**Supplied text:**

Theatre: Two Thousand Years

Tempting a bit of luck I decided on Wednesday to head to the National's box office to see if there was any chance of getting any ticket for Mike Leigh's first play in 12 years. This play has had an enormous buzz around it and has completely sold out its run. Interesting for a play that until two weeks before the opening didn't even have a title or any information on what it was about. Now that is buzz…

Such is the pulling power Mike Leigh has nowadays, although he is more famous for his films such as Vera Drake and Topsy-Turvy, and Secrets and Lies. As luck would have it there were returns, so I snapped one up to the matinee performance. Leigh is famous for his use of developing characters with actors and making them improvise the subsequent scenes over an intensive period of rehearsal and workshops. Through this process the story and the narrative takes shape.

As it turns out the play is a slice of life story about a middle-class secular Guardian-reading Jewish family in Cricklewood. Cricklewood is an area of north-west London not too far from Finchley Road / West Hampstead so one could get all the location jokes. The play initially focuses on the reaction of the family when their layabout son decides to take up the religion, but then moves to focus on other matters that bring all the family members back together. The family home is full of Ikea furniture and Joan Baez albums and captures perfectly a slice of life in north-west London.

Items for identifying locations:
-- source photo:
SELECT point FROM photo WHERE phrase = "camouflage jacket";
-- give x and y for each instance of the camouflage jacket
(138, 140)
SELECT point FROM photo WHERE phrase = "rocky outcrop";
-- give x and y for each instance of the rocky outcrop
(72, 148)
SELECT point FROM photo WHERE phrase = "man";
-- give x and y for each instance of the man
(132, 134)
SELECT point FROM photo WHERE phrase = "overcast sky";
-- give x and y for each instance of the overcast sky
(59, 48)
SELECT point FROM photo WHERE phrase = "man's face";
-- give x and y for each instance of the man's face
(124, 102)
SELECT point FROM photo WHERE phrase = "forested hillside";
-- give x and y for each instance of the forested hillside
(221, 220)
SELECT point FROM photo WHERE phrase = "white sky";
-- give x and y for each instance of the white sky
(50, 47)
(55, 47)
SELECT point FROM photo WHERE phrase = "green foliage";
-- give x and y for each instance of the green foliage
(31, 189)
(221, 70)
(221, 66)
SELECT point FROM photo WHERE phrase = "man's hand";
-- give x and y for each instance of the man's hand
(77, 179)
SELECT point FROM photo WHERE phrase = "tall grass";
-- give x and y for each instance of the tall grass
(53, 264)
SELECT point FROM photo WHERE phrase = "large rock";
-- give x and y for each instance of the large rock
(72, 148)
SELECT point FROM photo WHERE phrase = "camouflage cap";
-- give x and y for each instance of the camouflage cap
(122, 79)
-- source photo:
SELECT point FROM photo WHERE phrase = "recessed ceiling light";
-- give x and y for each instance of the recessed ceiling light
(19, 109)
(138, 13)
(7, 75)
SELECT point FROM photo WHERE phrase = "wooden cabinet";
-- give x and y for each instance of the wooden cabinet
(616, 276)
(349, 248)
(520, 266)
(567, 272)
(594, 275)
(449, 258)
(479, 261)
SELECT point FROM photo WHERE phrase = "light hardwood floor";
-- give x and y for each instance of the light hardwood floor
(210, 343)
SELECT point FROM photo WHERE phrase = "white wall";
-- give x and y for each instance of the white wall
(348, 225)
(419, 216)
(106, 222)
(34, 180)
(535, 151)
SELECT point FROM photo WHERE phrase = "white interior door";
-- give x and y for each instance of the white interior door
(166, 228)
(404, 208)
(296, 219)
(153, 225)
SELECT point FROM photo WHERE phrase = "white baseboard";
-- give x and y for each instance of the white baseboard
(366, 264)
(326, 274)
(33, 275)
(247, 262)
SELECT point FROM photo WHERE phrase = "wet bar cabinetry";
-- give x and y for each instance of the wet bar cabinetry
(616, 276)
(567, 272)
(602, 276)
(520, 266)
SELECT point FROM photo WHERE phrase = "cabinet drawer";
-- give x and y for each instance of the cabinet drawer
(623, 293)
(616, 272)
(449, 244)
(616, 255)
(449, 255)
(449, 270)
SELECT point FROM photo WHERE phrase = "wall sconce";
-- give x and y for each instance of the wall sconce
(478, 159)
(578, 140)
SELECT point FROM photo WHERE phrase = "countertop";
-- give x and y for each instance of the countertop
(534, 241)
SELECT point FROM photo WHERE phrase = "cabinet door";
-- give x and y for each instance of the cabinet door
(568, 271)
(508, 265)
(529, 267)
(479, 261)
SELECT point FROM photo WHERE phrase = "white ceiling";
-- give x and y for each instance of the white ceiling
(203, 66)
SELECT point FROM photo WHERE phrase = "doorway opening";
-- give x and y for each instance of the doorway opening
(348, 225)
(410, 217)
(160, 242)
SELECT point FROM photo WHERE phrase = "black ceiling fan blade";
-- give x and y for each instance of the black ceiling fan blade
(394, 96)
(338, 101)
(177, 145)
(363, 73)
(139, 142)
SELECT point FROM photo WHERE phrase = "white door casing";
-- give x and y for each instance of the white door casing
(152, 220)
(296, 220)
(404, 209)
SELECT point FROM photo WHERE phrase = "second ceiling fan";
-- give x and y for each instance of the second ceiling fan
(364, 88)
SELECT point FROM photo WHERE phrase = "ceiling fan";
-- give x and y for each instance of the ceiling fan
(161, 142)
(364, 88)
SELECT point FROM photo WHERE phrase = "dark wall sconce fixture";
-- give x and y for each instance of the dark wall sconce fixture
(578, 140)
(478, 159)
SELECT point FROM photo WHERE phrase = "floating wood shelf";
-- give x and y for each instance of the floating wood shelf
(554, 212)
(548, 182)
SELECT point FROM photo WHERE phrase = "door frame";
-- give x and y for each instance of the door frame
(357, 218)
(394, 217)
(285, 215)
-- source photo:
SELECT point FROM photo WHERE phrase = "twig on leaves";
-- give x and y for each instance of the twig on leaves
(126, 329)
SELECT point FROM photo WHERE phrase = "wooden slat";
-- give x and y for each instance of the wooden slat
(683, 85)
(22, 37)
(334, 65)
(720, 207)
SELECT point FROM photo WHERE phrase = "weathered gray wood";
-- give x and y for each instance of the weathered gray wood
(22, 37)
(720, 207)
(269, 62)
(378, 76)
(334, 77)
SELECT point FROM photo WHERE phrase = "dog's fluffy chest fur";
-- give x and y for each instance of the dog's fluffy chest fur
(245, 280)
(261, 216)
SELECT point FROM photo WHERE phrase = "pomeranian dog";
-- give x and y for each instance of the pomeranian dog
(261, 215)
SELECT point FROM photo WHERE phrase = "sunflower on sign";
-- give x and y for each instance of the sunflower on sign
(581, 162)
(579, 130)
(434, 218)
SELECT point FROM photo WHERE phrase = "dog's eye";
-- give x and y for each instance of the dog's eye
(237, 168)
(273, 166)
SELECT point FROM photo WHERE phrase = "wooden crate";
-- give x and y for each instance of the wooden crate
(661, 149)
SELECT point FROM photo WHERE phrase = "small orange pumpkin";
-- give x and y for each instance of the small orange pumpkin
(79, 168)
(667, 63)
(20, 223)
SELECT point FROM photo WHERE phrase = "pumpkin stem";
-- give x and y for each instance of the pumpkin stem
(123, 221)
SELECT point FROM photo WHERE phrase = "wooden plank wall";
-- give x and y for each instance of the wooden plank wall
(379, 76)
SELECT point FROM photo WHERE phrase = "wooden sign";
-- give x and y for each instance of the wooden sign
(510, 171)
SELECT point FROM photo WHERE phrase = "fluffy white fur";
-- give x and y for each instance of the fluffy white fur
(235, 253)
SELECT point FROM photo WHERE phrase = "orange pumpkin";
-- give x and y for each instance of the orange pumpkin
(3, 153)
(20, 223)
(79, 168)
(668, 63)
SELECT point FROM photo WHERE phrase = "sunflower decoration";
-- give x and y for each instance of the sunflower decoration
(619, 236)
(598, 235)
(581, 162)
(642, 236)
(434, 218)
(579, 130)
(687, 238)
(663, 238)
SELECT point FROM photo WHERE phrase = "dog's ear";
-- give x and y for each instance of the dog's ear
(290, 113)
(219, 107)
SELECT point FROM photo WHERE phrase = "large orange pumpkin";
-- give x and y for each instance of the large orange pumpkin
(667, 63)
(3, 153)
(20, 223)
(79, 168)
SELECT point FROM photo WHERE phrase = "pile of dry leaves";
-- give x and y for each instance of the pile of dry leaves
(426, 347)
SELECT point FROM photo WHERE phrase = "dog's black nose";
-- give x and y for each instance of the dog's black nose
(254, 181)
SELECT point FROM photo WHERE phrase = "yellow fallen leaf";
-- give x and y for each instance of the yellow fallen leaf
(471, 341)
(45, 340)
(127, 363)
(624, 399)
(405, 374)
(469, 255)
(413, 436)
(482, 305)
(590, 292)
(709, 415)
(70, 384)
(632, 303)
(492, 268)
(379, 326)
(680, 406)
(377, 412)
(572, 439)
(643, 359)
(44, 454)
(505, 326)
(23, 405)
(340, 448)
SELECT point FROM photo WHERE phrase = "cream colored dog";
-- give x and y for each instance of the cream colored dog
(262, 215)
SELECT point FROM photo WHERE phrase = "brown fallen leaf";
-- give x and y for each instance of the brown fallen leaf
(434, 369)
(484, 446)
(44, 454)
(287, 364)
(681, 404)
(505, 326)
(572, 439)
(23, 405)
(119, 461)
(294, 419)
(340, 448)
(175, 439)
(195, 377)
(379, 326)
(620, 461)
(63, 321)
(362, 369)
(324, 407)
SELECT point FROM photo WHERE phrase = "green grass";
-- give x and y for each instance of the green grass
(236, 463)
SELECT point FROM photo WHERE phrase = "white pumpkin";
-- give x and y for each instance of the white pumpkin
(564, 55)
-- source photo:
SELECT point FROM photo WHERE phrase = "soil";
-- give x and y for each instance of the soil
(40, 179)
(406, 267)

**What to work on:**
a) Please reproduce the passage of the theatre review from "Theatre: Two Thousand" up to and including "narrative takes shape.".
b) According to the theatre review, in which area of London does the family in the play live?
c) Condense the paragraph of the theatre review that begins "As it turns out" into a short bulleted list that keeps its main facts.

**Outputs by task:**
a)
Theatre: Two Thousand Years

Tempting a bit of luck I decided on Wednesday to head to the National's box office to see if there was any chance of getting any ticket for Mike Leigh's first play in 12 years. This play has had an enormous buzz around it and has completely sold out its run. Interesting for a play that until two weeks before the opening didn't even have a title or any information on what it was about. Now that is buzz…

Such is the pulling power Mike Leigh has nowadays, although he is more famous for his films such as Vera Drake and Topsy-Turvy, and Secrets and Lies. As luck would have it there were returns, so I snapped one up to the matinee performance. Leigh is famous for his use of developing characters with actors and making them improvise the subsequent scenes over an intensive period of rehearsal and workshops. Through this process the story and the narrative takes shape.

b) Cricklewood, in north-west London.

c)
- The play is a slice-of-life story about a middle-class, secular, Guardian-reading Jewish family in Cricklewood.
- Cricklewood is in north-west London near Finchley Road / West Hampstead, so the location jokes land.
- The play first follows the family's reaction when their layabout son takes up the religion, then turns to other matters that bring the family back together.
- The family home, full of Ikea furniture and Joan Baez albums, perfectly captures life in north-west London.